Canadian TV personality and businessperson

Jill Belland is a Canadian TV personality and business person. She is a co-owner of Barre Belle in Calgary, where she provides dance and exercise training.
She was previously a TV host and producer at Citytv Calgary, where she was the "On Location Host" of Breakfast Television.

==Early life==
Belland was born in Edmonton and moved to Calgary at a young age.
She studied classical piano and trained to be a singer.
Belland studied at the University of Calgary.

Belland joined the Calgary Stampeders Outriders cheerleading squad, which she was part of for four years. While with the Stampeders, she sang the national anthem at home games.
She has also worked as a stage actress, performing in local productions such as Jesus Hopped the 'A' Train, The Full Monty, and Man Out of Joint.

==Broadcasting==
Belland was hired by A-Channel in Calgary (CKAL-DT was previously known as A-Channel, and is now known as Citytv Calgary).
Her initial job was "Coffee Girl" doing various gopher tasks for The Big Breakfast TV show.
She then assisted in production with the Big Breakfast show and the station's news department.

In 2004, Belland was hired as an entertainment reporter for the show MTV Select. (at the time A-Channel and MTV Canada were both owned by Craig Media). She was then promoted to become host and producer of Wired on A-Channel in 2003.
She also served as a host of Your City, Citytv's weekday evening show.

Belland became the host and producer of The City Show, a weekend show, that won the Rosie award for "Best News Information Series" by the Alberta Motion Picture Industries Association (AMPIA) in 2006.
The City Show and Your City were cancelled in January 2010.

Belland has won AMPIA's "Best Host" award for 2009, 2010, and 2011.
Belland was voted "Sexiest Women" in Calgary by Fast Forward Weekly readers in 2009.
In 2011 she won another Rosie as Best TV Host for the Breakfast Show.
Belland was included in Avenue Magazine's 2011 "Top 40 Under 40" list of Calgarian's.

==Fitness business==
After covering Barre Body Studio for a segment on City in January 2013, she became a dance and fitness instructor there. In February 2016 Belland and friend Kristi Stuart opened up their own barre studio together, called Bare Belle.

As co-owner of Bare Belle, helped organize hundreds of other small business owners in June 2019 to call for a reduction of municipal taxes by Calgary's City Council, which did lower taxes by 10%.

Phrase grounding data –
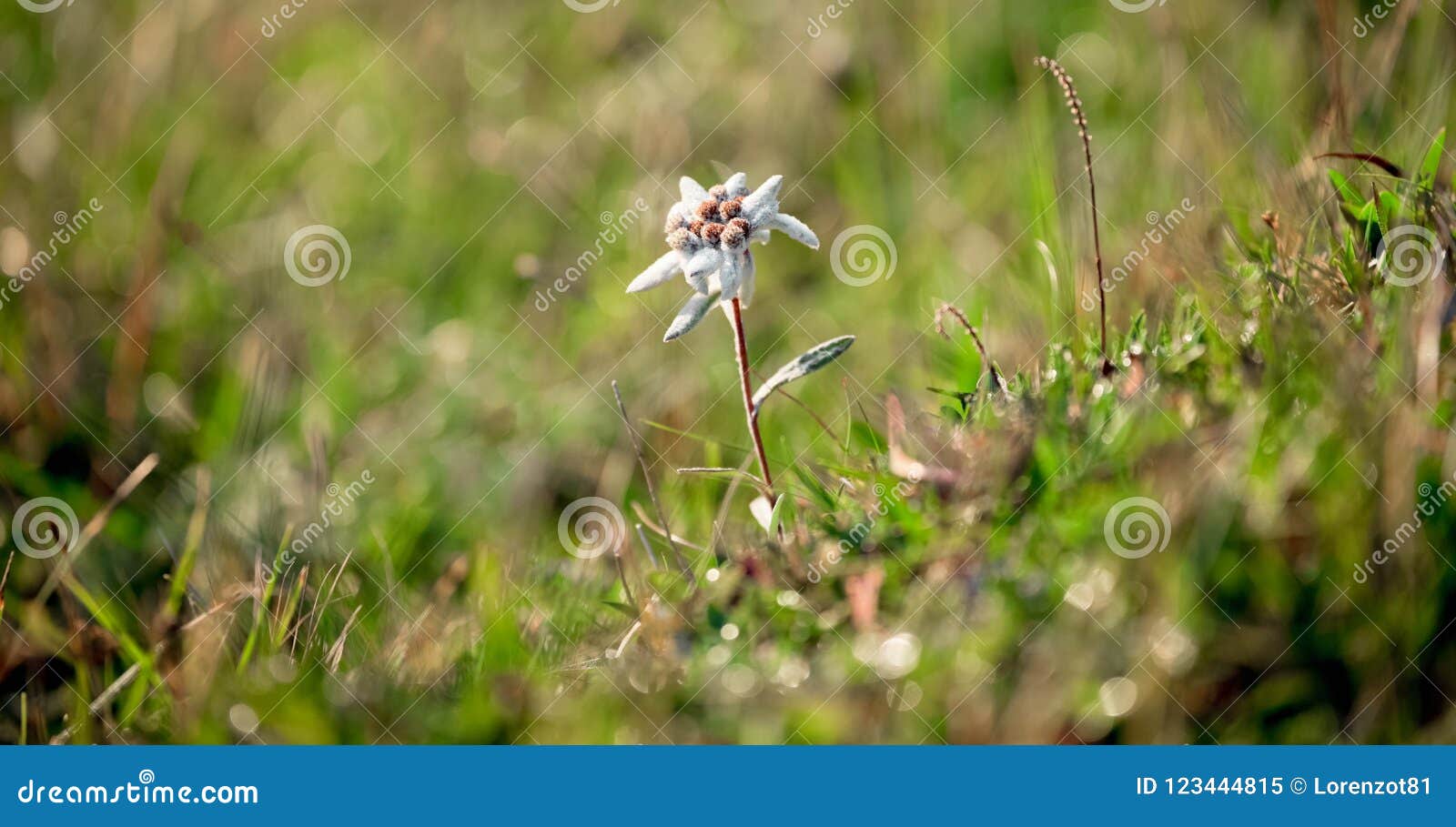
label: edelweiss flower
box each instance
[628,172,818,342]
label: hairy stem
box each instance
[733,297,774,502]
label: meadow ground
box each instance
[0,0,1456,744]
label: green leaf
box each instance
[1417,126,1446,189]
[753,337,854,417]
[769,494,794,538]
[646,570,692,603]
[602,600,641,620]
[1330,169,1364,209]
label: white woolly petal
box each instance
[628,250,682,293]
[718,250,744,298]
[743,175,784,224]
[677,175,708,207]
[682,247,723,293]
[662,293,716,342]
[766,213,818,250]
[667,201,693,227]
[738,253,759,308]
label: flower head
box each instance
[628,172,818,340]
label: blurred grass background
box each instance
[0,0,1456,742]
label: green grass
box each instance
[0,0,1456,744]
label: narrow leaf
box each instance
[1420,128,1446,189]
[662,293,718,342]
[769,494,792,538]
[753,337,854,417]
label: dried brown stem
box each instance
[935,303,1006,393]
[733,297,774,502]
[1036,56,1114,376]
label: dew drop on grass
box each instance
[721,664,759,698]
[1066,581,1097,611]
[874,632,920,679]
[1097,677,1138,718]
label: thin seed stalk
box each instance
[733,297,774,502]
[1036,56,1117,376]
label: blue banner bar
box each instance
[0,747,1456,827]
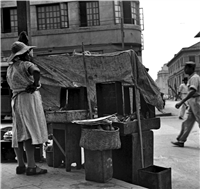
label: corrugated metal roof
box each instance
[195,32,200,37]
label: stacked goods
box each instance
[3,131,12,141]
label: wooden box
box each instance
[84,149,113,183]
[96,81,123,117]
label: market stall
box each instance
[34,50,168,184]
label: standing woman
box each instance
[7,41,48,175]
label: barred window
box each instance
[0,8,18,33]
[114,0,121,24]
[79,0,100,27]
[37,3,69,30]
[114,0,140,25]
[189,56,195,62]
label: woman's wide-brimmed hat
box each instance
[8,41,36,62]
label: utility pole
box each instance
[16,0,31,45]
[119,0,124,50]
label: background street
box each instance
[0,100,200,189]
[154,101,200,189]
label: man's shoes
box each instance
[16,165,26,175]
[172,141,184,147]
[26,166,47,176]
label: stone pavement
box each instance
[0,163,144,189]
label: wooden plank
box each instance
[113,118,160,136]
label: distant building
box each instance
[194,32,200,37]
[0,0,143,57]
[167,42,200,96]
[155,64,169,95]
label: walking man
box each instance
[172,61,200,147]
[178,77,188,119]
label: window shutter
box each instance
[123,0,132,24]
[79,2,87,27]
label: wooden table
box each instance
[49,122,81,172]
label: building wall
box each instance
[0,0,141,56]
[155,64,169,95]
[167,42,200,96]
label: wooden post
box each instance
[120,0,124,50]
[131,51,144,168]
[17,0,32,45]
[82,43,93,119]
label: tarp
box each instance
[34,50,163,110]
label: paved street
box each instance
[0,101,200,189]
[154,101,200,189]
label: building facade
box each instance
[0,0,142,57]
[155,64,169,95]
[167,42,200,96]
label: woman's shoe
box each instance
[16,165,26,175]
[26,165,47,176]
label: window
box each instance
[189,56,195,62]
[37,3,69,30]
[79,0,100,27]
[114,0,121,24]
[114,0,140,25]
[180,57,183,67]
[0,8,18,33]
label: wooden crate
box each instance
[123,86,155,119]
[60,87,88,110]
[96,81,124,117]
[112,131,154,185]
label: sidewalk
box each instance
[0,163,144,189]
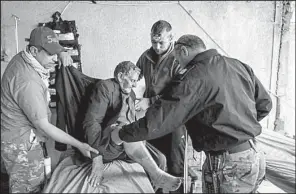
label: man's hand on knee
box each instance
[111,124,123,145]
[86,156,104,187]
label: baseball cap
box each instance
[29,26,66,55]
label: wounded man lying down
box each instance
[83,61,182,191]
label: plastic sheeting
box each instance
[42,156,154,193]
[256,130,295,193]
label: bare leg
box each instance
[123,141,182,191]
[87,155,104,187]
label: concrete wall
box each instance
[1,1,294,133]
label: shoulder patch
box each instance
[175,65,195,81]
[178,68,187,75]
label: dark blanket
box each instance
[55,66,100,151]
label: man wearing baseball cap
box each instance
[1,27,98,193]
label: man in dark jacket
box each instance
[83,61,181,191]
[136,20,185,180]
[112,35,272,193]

Exercise set –
1: Say whether each statement agrees with the Jill Belland profile, answering yes or no and quoting the words of the profile that decide it. (a) Belland was born in Calgary. (b) Belland spent four years with the Calgary Stampeders Outriders cheerleading squad. (c) The City Show won a Rosie award in 2006.
2: From the Jill Belland profile, extract the stretch from "Jill Belland is" through "Out of Joint.", copied word for word.

Solution set –
1:
(a) No: "Belland was born in Edmonton and moved to Calgary at a young age."
(b) Yes: "Belland joined the Calgary Stampeders Outriders cheerleading squad, which she was part of for four years."
(c) Yes: "Belland became the host and producer of The City Show, a weekend show, that won the Rosie award for "Best News Information Series" by the Alberta Motion Picture Industries Association (AMPIA) in 2006."

2:
Jill Belland is a Canadian TV personality and business person. She is a co-owner of Barre Belle in Calgary, where she provides dance and exercise training.
She was previously a TV host and producer at Citytv Calgary, where she was the "On Location Host" of Breakfast Television.

==Early life==
Belland was born in Edmonton and moved to Calgary at a young age.
She studied classical piano and trained to be a singer.
Belland studied at the University of Calgary.

Belland joined the Calgary Stampeders Outriders cheerleading squad, which she was part of for four years. While with the Stampeders, she sang the national anthem at home games.
She has also worked as a stage actress, performing in local productions such as Jesus Hopped the 'A' Train, The Full Monty, and Man Out of Joint.